Task description:
Scan the records and identify every line in which the string "below" occurs, then return those lines.

(Records drawn from a dataset)
====================

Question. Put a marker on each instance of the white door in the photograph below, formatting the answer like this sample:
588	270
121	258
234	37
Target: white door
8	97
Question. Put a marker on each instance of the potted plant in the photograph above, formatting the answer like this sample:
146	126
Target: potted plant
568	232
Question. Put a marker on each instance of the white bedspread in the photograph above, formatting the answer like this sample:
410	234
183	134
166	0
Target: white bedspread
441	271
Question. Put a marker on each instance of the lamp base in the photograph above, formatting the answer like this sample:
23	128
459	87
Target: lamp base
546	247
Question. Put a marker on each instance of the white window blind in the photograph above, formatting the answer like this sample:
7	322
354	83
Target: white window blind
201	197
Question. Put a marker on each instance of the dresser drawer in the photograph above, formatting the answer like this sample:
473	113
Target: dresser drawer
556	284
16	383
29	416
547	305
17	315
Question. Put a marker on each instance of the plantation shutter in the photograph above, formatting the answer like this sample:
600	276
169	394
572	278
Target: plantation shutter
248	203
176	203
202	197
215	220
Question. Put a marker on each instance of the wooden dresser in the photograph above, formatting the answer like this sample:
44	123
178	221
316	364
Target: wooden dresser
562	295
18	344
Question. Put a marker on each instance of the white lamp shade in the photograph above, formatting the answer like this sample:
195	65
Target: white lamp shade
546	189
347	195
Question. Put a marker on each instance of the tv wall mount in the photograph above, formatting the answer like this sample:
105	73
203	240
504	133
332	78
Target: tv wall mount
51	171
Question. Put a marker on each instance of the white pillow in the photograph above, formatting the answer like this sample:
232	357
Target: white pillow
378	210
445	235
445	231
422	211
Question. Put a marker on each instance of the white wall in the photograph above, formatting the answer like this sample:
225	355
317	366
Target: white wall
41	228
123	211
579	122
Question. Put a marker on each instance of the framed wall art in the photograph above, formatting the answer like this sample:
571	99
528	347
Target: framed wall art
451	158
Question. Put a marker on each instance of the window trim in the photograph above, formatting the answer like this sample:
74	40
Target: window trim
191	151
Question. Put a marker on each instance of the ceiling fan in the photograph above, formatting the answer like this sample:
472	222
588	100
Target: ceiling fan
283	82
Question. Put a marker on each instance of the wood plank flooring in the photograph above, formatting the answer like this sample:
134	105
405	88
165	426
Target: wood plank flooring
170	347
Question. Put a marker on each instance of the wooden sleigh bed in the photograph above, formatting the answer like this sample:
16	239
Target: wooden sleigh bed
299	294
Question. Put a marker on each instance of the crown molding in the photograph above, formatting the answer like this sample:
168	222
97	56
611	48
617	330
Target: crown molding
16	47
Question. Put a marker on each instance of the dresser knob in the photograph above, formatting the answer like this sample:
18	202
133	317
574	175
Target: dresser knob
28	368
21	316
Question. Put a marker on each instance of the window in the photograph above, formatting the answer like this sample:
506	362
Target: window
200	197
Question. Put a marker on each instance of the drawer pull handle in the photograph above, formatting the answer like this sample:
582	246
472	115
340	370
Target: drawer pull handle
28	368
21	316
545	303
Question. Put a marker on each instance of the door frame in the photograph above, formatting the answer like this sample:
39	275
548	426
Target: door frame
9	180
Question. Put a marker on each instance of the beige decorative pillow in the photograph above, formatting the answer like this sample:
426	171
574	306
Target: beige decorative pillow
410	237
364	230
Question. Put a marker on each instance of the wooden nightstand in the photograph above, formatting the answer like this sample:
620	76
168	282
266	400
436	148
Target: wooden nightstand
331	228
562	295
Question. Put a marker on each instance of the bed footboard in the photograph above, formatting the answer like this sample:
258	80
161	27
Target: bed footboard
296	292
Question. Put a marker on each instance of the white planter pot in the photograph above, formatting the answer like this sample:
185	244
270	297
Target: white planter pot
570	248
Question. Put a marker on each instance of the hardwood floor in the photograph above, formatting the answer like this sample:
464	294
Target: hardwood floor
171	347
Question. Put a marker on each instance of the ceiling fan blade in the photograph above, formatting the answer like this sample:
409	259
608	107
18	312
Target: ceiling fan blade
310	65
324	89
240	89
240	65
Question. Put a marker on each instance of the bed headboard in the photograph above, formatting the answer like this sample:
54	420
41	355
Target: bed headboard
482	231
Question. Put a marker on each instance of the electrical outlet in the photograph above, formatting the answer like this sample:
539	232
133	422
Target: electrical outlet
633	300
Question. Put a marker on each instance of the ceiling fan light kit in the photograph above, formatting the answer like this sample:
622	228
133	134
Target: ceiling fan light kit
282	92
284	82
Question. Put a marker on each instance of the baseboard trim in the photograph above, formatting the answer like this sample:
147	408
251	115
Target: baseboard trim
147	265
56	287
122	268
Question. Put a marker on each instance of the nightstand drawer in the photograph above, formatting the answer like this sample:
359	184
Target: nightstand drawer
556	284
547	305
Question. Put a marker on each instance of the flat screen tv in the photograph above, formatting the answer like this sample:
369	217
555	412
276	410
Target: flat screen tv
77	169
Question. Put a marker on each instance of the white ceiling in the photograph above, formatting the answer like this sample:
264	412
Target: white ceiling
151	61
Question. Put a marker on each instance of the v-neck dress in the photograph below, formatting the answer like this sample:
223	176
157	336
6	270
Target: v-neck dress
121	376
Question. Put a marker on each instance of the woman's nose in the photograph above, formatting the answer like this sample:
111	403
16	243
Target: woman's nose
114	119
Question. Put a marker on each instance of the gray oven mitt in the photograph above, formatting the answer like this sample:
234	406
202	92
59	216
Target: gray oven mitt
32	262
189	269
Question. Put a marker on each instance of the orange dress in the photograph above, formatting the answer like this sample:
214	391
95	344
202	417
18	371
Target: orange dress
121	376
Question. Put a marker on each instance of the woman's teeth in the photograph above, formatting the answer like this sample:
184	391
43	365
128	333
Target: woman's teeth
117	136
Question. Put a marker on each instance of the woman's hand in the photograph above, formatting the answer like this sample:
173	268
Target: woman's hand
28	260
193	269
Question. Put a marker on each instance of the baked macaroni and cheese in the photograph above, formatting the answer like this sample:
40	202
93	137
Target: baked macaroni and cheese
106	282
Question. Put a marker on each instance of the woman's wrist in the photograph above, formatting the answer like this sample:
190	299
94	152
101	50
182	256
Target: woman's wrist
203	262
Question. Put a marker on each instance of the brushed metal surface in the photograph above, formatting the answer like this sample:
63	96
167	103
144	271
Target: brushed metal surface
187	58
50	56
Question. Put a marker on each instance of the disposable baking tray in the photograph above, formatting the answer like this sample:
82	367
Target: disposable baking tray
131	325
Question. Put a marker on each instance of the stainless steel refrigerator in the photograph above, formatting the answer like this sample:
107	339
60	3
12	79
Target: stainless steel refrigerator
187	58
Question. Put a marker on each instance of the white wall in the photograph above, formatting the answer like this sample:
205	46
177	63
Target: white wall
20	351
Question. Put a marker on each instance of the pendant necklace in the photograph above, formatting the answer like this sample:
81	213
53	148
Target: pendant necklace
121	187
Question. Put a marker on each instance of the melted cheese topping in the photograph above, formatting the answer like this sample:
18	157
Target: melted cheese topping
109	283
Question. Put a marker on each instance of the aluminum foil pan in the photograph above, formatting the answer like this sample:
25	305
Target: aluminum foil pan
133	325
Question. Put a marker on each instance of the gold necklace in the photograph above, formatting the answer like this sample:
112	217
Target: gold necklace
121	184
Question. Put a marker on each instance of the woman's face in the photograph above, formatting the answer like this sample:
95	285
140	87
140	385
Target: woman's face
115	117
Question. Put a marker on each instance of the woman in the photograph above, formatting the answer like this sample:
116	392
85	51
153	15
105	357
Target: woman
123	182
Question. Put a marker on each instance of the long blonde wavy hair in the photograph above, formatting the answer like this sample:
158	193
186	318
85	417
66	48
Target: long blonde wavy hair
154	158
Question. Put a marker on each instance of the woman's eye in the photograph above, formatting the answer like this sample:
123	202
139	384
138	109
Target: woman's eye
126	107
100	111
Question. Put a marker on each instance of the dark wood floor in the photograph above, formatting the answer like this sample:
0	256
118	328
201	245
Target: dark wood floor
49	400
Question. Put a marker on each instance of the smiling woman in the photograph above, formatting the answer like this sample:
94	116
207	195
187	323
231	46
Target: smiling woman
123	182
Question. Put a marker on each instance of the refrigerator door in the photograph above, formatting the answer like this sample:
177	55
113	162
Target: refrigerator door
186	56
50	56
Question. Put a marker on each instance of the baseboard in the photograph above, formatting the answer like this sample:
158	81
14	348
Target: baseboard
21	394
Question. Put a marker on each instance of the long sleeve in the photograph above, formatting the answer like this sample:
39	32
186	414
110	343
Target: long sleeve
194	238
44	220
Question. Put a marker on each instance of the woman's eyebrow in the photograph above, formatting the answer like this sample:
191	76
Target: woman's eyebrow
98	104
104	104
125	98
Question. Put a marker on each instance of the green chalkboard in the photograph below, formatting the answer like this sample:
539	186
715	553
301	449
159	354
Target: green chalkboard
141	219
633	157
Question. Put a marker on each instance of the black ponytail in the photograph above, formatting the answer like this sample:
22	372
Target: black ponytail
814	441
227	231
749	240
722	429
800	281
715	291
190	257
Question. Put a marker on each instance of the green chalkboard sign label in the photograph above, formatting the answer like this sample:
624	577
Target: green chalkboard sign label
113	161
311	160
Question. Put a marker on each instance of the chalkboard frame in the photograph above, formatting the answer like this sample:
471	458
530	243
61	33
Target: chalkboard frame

====================

Written solution:
Question. Put a marker on each instance of the white door in the photograph below, formatting the answer like this sample:
Question. Put a marker on each instance of the v-neck dress in the photograph below, formatting the answer like this sample:
Question. Put a marker on each instance of the green chalkboard in the photograph below, formatting the answer like this sample:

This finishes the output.